Point labeling entries
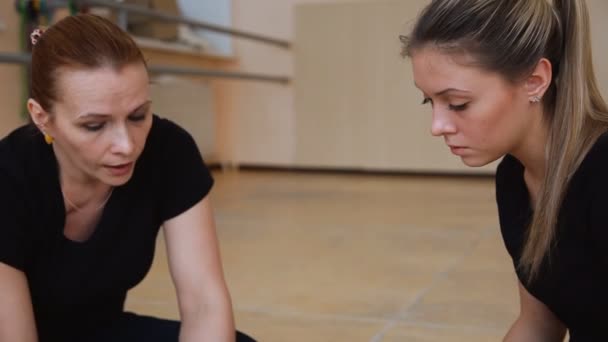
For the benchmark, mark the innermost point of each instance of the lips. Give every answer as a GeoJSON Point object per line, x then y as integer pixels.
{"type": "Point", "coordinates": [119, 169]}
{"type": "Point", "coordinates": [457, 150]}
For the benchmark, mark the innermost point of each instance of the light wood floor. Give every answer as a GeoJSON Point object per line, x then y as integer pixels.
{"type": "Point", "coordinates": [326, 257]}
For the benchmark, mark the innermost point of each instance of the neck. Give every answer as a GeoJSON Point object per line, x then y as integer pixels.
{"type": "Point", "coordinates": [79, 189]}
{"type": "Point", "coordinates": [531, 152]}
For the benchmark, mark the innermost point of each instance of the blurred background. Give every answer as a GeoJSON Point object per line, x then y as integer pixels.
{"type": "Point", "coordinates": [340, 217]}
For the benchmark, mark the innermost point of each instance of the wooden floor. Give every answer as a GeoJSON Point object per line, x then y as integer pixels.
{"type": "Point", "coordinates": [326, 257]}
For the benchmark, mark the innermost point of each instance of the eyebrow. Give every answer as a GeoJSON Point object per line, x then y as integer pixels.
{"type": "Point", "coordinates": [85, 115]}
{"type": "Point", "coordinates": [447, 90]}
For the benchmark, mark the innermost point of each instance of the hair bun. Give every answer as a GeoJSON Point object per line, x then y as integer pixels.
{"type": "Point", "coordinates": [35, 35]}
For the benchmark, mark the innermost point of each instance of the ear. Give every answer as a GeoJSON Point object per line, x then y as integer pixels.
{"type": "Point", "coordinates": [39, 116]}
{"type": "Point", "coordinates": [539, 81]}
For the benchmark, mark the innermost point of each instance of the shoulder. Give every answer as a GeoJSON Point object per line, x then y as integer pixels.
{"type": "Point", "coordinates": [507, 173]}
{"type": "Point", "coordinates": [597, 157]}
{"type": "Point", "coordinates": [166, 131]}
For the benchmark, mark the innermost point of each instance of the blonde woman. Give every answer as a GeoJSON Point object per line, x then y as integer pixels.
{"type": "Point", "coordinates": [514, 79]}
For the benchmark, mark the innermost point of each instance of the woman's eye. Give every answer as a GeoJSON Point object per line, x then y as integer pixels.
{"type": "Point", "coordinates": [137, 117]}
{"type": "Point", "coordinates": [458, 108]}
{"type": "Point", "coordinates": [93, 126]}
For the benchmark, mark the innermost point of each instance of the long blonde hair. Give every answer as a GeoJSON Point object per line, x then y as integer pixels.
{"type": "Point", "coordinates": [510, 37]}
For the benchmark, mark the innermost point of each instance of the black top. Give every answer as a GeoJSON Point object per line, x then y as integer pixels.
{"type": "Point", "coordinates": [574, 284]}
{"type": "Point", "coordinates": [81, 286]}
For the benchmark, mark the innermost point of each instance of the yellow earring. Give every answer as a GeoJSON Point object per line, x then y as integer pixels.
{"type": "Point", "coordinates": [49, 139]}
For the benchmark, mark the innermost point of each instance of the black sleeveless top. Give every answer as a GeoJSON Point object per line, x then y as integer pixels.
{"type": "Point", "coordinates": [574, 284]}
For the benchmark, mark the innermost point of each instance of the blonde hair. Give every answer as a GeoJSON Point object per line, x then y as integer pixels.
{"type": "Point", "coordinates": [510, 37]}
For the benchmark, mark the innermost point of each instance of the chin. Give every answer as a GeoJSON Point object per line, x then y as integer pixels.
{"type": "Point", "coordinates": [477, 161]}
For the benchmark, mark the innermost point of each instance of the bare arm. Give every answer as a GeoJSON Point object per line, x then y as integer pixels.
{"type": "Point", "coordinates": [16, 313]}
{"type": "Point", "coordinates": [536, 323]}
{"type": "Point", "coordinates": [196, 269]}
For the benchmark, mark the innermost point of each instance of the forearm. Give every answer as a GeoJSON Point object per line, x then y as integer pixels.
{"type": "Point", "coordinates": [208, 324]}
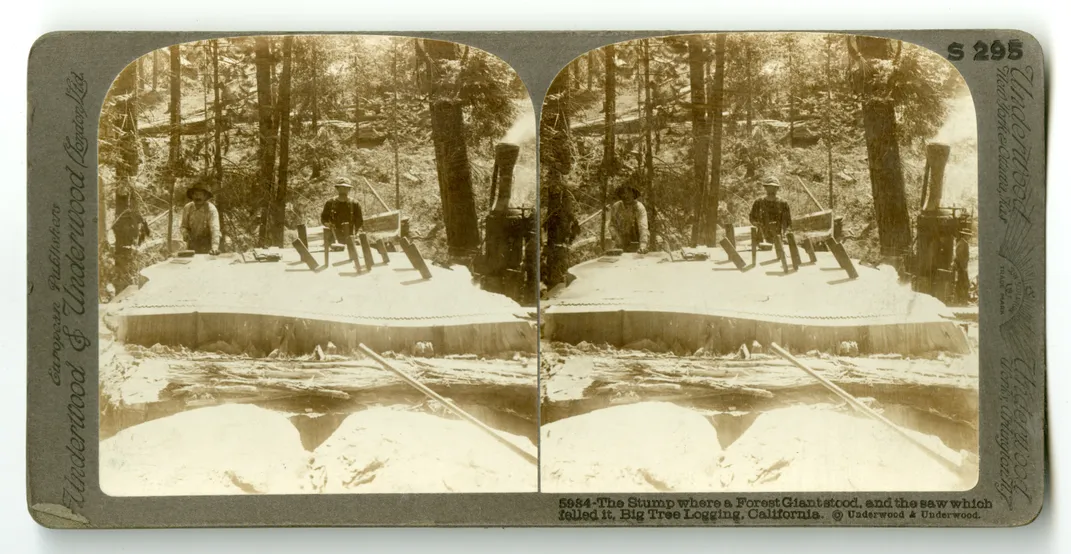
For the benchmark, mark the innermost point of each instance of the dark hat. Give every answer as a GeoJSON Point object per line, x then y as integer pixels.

Task objective >> Turn the entries above into a numbered list, one line per item, with blank lines dropped. Leave the pictures out.

Correct answer >>
1. For the benchmark, mark the innermost point of each instance of the lips. Give every answer as a GeoJSON Point object per line, x then y as integer pixels.
2. {"type": "Point", "coordinates": [119, 169]}
3. {"type": "Point", "coordinates": [457, 150]}
4. For the benchmark, mark the innermost point of each instance of the light wood floor. Give every answer as a GeoJSON Point object per line, x then y as integer pixels.
5. {"type": "Point", "coordinates": [326, 257]}
6. For the benchmark, mark the innermost point of each instance of the neck. Give every answer as a GeoJSON Point object per line, x then y as integer pixels.
7. {"type": "Point", "coordinates": [79, 189]}
8. {"type": "Point", "coordinates": [531, 152]}
9. For the benchmark, mark the innermost point of each instance of the blurred background. Give every answer as a GeoJSON Point object per line, x then y as integer pixels.
10. {"type": "Point", "coordinates": [340, 217]}
11. For the benchmark, mark the innermost point of each instance of the wooden floor. Give every answer as a GeoJSON Point object per line, x then y as integer pixels.
12. {"type": "Point", "coordinates": [326, 257]}
13. For the benchmark, mark the innermost point of each instance of the eyebrow. Give every answer as a GeoJSON Point object per line, x then y as integer pixels.
14. {"type": "Point", "coordinates": [85, 115]}
15. {"type": "Point", "coordinates": [447, 90]}
16. For the benchmark, mark the innermost point of each instance of the hair bun. Give every answer as a GeoJSON Point object per line, x then y as integer pixels.
17. {"type": "Point", "coordinates": [35, 35]}
18. For the benchmark, mark the innermost point of each instance of the ear. Give every answer as a GeoJSON Point object per line, x then y as integer pixels.
19. {"type": "Point", "coordinates": [39, 116]}
20. {"type": "Point", "coordinates": [539, 81]}
21. For the benchmark, mark the innermost point of each instance of the shoulder. Give every answer as a GeoJSON Point object per line, x then y as integer pixels.
22. {"type": "Point", "coordinates": [507, 173]}
23. {"type": "Point", "coordinates": [597, 157]}
24. {"type": "Point", "coordinates": [166, 131]}
25. For the benchmark, mark the innermost point of each instance of the blonde woman. Give every answer as a GeoJSON Point object per line, x then y as integer pixels.
26. {"type": "Point", "coordinates": [514, 79]}
27. For the benchmark, mark the innermost point of each instance of the woman's eye. Give every answer as a GeoJSON Point object per line, x then y as integer pixels.
28. {"type": "Point", "coordinates": [137, 117]}
29. {"type": "Point", "coordinates": [458, 108]}
30. {"type": "Point", "coordinates": [93, 126]}
31. For the benchmark, mark the innermost point of each instance of the long blonde hair. Give every answer as a GeoJSON Point object per line, x then y as integer pixels.
32. {"type": "Point", "coordinates": [510, 37]}
33. For the benchmark, mark the innermost point of each instance of the black top. Give every answer as a GeoJSON Point object per line, x then y as integer pixels.
34. {"type": "Point", "coordinates": [574, 284]}
35. {"type": "Point", "coordinates": [81, 286]}
36. For the benchmark, mark the innermost point of each instance of the yellow earring. Give every answer as a GeoJSON Point object per line, x then y as integer pixels.
37. {"type": "Point", "coordinates": [49, 139]}
38. For the benchmark, mark the innermost point of each instance of the black sleeveless top. Give every answer as a GeoJSON Point object per line, x then y as integer pixels.
39. {"type": "Point", "coordinates": [574, 284]}
40. For the benchmark, mark the innermost point of each instance of the blonde hair. Give every answer as a GeoJSON Point object per line, x then y as integer pixels.
41. {"type": "Point", "coordinates": [510, 37]}
42. For the benchmark, mark the innermost point of each instance of the chin. Give every answer as a GeoJSON Point object per line, x then y as integer pixels.
43. {"type": "Point", "coordinates": [477, 161]}
44. For the benchmark, mark the innermost point of each instance of the bare arm. Give every answer as a GeoJSON Point object per line, x then y as integer pixels.
45. {"type": "Point", "coordinates": [16, 313]}
46. {"type": "Point", "coordinates": [536, 323]}
47. {"type": "Point", "coordinates": [196, 269]}
48. For the benchmark, mark the innermost point of each instance of the forearm. Give every answer as a GeoJSON Point object per line, x then y as integer pixels.
49. {"type": "Point", "coordinates": [208, 324]}
50. For the benchmark, mark the innermost point of each instance of the dark hat. Give every answer as a GeoJSON Point object per line, x then y as integer pixels.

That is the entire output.